EXERCISE PROMPT: Rewrite the part of the Ebo forest news item that begins with "News from the" and ends with "Primate Specialist Group.", changing "letter" to "petition".

News from the field : Ebo forest in Cameroon
A group of Cameroonian civil society actors, including the organizations EBO FOREST RESEARCH PROJECT, SEKAKOH and COMAID (all three beneficiaries of PPI support) has just sent a letter to the Cameroonian government, requesting the suspension of the creation of two logging concessions in the Ebo forest. It recommends instead engaging all stakeholders, including local communities living around the forest, to develop an inclusive land use plan. This letter is co-signed by more than 60 Cameroonian and international ecologists and researchers, including the president of the IUCN Primate Specialist Group.
Located approximately 60 km from Douala in the Littoral region, the Ebo forest (1,110 km2) is the most functionally intact ecosystem in the Gulf of Guinea biodiversity hotspot. This forest is home to the largest population of Nigeria-Cameroon chimpanzees (Pan troglydtes ellioti, EN), as well as gorillas (Gorilla gorilla sp., CR), forest elephants (Loxodonta cyclotis, EN), drills (Mandrillus leacophaeus, EN) as well as Preuss’s red colobus (Piliocolobus preussi, CR). In addition to this rich biodiversity, the Ebo forest is home to more than 40 communities which give this space and resources considerable cultural, customary and economic importance. The people living near Ebo depend on resources for their subsistence (non-timber forest products for food and traditional medicine).
In 2007, with the technical support of the WWF and the San Diego Zoo Global, the process of creating a national park had started, but to this day Ebo national park has still not has been classified by the government of Cameroon.
The biodiversity of this forest is mainly threatened by poaching and wildlife trafficking, but also by illegal logging and the establishment of a large oil palm plantation in the buffer zone to the northwest.
As noted in other areas, these logging operations directly threaten the exceptional biodiversity sheltered by this forest. They are also likely to exacerbate pressures on species and their habitats by the migration of low-paid workers into the region who may seek to supplement their meager incomes with hunting and subsistence farming.

DATA SUPPLIED:
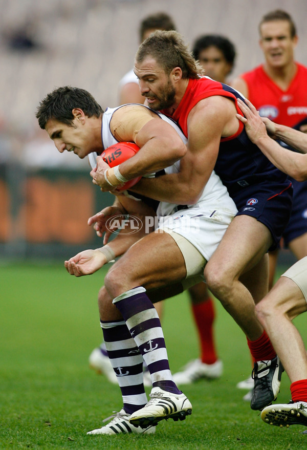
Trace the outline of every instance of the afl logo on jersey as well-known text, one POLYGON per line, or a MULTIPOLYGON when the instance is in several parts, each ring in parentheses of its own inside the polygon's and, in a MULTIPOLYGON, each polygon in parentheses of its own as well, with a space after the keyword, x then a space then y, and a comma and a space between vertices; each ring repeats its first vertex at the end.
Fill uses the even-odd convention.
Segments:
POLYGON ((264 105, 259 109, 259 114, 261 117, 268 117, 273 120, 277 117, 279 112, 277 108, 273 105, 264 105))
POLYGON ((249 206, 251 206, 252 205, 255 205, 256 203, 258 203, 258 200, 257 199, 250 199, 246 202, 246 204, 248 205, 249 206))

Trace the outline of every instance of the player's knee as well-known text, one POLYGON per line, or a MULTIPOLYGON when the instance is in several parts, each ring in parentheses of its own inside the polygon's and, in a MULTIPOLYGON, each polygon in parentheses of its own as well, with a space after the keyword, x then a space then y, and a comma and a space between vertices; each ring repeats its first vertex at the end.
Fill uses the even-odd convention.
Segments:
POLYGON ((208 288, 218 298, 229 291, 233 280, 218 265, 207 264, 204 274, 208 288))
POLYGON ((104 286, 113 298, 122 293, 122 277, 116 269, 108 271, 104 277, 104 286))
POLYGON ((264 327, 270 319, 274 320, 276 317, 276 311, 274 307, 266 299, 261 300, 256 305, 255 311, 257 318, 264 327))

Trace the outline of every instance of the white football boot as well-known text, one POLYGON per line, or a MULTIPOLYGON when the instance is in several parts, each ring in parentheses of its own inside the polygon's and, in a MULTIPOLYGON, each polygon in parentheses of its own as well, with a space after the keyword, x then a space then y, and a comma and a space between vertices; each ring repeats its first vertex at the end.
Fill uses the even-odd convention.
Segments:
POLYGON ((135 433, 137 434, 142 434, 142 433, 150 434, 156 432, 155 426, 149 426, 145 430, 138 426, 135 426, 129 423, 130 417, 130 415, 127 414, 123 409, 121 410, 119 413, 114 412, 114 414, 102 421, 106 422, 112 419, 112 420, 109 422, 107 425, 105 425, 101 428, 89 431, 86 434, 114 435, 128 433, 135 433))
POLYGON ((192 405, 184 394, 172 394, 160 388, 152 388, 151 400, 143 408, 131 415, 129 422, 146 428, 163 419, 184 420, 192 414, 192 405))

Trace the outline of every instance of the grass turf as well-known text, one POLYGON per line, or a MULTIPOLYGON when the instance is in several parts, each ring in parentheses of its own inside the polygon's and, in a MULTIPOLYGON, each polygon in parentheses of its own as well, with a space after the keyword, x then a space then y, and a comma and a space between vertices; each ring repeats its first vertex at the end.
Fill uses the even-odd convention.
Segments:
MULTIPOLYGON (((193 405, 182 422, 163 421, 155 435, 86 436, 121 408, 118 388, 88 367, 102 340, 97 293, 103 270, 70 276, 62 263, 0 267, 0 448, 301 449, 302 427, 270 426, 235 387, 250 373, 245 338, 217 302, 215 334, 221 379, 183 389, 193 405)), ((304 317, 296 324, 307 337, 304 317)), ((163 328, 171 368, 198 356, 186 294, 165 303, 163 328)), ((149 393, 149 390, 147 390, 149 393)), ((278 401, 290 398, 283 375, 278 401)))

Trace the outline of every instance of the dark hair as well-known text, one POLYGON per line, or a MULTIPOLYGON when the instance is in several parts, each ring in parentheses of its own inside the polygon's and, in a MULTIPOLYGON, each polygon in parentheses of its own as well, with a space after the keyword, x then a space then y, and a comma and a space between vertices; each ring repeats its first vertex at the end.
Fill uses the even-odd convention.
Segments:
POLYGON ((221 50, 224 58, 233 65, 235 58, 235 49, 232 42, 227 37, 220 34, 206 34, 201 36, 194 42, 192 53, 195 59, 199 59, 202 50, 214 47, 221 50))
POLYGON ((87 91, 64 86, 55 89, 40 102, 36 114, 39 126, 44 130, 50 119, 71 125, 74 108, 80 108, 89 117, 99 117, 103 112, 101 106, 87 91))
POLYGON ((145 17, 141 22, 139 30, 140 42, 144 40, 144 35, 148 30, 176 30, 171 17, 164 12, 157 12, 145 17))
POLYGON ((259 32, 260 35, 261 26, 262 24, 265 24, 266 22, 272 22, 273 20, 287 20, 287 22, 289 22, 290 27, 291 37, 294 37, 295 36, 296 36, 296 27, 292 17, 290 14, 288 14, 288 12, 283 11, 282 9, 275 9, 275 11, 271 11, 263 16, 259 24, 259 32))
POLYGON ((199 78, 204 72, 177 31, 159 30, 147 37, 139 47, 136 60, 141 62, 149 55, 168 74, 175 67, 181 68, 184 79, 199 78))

EXERCISE ANSWER:
News from the field : Ebo forest in Cameroon
A group of Cameroonian civil society actors, including the organizations EBO FOREST RESEARCH PROJECT, SEKAKOH and COMAID (all three beneficiaries of PPI support) has just sent a petition to the Cameroonian government, requesting the suspension of the creation of two logging concessions in the Ebo forest. It recommends instead engaging all stakeholders, including local communities living around the forest, to develop an inclusive land use plan. This petition is co-signed by more than 60 Cameroonian and international ecologists and researchers, including the president of the IUCN Primate Specialist Group.